Given task: Copy out all of the records below word for word, leaving the pictures out of your answer.

Region annotation entries:
━━━━

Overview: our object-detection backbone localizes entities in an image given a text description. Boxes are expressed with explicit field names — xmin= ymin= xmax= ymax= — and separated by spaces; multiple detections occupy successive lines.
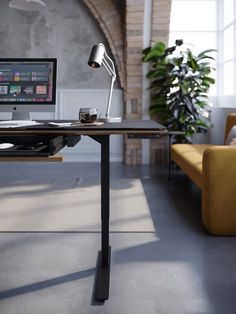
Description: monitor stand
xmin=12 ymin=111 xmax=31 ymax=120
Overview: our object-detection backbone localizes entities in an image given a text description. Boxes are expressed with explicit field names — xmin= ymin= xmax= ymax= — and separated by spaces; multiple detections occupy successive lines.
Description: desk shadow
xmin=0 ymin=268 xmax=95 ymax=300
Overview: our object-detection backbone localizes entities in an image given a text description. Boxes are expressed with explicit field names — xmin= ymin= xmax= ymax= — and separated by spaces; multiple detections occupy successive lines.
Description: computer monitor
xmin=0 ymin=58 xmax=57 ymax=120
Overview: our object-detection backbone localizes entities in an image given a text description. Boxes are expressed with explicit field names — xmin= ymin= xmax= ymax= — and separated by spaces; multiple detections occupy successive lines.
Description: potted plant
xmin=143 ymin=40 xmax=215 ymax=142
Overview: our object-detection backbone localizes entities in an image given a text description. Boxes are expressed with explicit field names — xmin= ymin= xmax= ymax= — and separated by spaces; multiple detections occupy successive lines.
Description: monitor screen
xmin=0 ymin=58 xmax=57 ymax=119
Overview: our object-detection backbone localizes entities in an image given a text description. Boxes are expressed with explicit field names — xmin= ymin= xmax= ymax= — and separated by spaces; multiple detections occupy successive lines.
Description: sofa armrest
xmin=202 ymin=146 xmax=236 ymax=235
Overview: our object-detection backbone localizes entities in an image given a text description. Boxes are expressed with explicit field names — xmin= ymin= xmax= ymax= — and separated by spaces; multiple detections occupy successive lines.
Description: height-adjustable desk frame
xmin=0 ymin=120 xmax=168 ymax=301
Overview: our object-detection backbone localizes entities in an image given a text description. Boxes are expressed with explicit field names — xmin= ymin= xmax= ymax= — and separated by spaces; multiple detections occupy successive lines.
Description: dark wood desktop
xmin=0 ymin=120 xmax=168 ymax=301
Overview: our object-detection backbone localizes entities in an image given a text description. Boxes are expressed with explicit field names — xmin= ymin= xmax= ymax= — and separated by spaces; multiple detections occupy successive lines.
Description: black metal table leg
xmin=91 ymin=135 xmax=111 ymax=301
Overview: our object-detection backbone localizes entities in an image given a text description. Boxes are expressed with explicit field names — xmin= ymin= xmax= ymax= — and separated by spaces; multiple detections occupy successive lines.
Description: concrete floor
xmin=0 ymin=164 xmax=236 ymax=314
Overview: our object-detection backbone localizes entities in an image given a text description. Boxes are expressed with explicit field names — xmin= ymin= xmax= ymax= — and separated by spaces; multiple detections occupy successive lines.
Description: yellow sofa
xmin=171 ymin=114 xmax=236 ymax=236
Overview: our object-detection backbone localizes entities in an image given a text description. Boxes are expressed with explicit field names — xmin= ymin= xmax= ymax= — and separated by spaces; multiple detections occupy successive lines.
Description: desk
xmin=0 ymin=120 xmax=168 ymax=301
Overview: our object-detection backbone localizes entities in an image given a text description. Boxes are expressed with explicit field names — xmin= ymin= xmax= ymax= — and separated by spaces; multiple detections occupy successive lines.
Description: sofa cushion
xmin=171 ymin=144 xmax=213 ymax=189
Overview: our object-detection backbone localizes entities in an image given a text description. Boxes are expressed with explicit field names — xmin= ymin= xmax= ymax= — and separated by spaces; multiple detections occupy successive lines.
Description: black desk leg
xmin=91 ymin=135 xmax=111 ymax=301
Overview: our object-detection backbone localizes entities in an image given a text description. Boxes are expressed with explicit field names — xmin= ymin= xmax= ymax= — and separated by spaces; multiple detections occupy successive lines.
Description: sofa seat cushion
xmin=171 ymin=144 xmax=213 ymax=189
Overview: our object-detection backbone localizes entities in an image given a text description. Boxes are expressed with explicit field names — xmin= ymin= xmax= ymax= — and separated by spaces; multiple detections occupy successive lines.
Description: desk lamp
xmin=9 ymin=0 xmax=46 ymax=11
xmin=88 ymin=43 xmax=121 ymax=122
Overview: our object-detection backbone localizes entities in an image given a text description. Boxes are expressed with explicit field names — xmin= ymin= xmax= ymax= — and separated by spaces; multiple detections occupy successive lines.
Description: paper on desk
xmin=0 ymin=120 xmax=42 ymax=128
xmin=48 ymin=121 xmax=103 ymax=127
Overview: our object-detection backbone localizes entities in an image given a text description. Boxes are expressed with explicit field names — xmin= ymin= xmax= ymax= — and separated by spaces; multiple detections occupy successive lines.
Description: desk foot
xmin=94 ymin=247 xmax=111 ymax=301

━━━━

Exercise output:
Overview: our object-detection backbone localizes entities in an image given a text description. Boxes are expressed with explicit field names — xmin= ymin= xmax= ymax= — and separated by spaces; multiple detections occupy successive lines.
Description: monitor stand
xmin=12 ymin=111 xmax=31 ymax=120
Overview: our object-detection backbone localizes entities in an image given a text description. Boxes are expressed with explicit field names — xmin= ymin= xmax= ymax= — and separated by spaces; multiple detections occupy successive lines.
Description: desk shadow
xmin=0 ymin=268 xmax=95 ymax=300
Overview: our object-detection backbone localizes entities in an image given a text description. Boxes are expressed with explicit field names — xmin= ymin= xmax= ymax= — and separated by spaces; multiple detections occupy successive lines.
Description: computer monitor
xmin=0 ymin=58 xmax=57 ymax=120
Overview: our object-detection backbone localizes entities in an image given a text description. Boxes are expressed with explicit field names — xmin= ymin= xmax= ymax= — and separated by spaces; multiple detections occupy successive lines.
Description: potted plant
xmin=143 ymin=40 xmax=215 ymax=142
Overview: our object-detection backbone localizes entities in an image given a text description. Boxes are expressed with explicit field names — xmin= ymin= xmax= ymax= — and separated by spaces; multiple detections occupy successive lines.
Description: monitor screen
xmin=0 ymin=58 xmax=57 ymax=119
Overview: our object-detection backbone localizes entities in an image given a text description. Boxes are expressed with explicit field names — xmin= ymin= xmax= ymax= — and separated by spaces; multiple detections occupy successive lines.
Description: sofa armrest
xmin=202 ymin=146 xmax=236 ymax=235
Overview: our object-detection backbone localizes entities in an image given a text description. Boxes are expressed with explicit field names — xmin= ymin= xmax= ymax= — and separated by spaces; multiple detections occupy successive lines.
Description: height-adjustable desk frame
xmin=0 ymin=120 xmax=168 ymax=301
Overview: our object-detection backbone localizes entities in an image given a text description. Boxes are expressed with explicit field names — xmin= ymin= xmax= ymax= — and separated by spaces; multiple detections occupy successive lines.
Description: dark wood desktop
xmin=0 ymin=120 xmax=168 ymax=301
Overview: our object-detection backbone localizes entities in an image given a text description. Boxes are expressed with explicit field names — xmin= ymin= xmax= ymax= — and separated by spaces; multiple detections occupy successive lines.
Description: black metal table leg
xmin=91 ymin=135 xmax=111 ymax=301
Overview: our object-detection backbone localizes entities in an image given a text description. Boxes are expressed with explicit field names — xmin= ymin= xmax= ymax= — and separated by spaces; multiple detections occupy successive lines.
Description: concrete floor
xmin=0 ymin=164 xmax=236 ymax=314
Overview: our object-detection backbone localizes entities in an image given a text description. Boxes are expressed with explicit field names — xmin= ymin= xmax= ymax= — and separated by spaces; multiple detections occupy successive lines.
Description: yellow sofa
xmin=171 ymin=114 xmax=236 ymax=236
Overview: our object-detection backbone localizes entities in an image given a text description. Boxes are expressed with explicit field names — xmin= ymin= xmax= ymax= — and separated by spaces; multiple detections occupy successive lines.
Description: desk
xmin=0 ymin=120 xmax=168 ymax=301
Overview: our object-detection backbone localizes entities in an image given a text description. Boxes are expressed with explicit field names — xmin= ymin= xmax= ymax= — and separated by spaces; multiple detections occupy successive lines.
Description: sofa cushion
xmin=171 ymin=144 xmax=213 ymax=189
Overview: our object-detection backbone localizes entities in an image given a text description. Boxes are expressed with explicit field names — xmin= ymin= xmax= ymax= — and separated by spaces; multiple detections occupy successive lines.
Description: black desk leg
xmin=91 ymin=135 xmax=111 ymax=301
Overview: our object-detection backbone localizes entities in an image given a text description. Boxes are expressed with explicit field names — xmin= ymin= xmax= ymax= — and separated by spaces; multiple detections occupy successive lines.
Description: sofa seat cushion
xmin=171 ymin=144 xmax=213 ymax=189
Overview: our object-detection backbone localizes entities in an image given a text description. Boxes are expressed with explicit field names — xmin= ymin= xmax= ymax= — and separated by spaces; multiple detections occupy successive lines.
Description: desk lamp
xmin=9 ymin=0 xmax=46 ymax=11
xmin=88 ymin=43 xmax=121 ymax=122
Overview: our object-detection backbone localizes entities in an image given a text description. Boxes are expressed with explicit field names — xmin= ymin= xmax= ymax= — and separated by spaces; multiple detections occupy successive lines.
Description: paper on desk
xmin=0 ymin=120 xmax=42 ymax=128
xmin=48 ymin=121 xmax=103 ymax=127
Overview: our object-detection backbone localizes entities in an image given a text description. Boxes are expressed with explicit field names — xmin= ymin= xmax= ymax= — and separated by spaces; multiple detections occupy successive lines.
Description: desk foot
xmin=94 ymin=247 xmax=111 ymax=301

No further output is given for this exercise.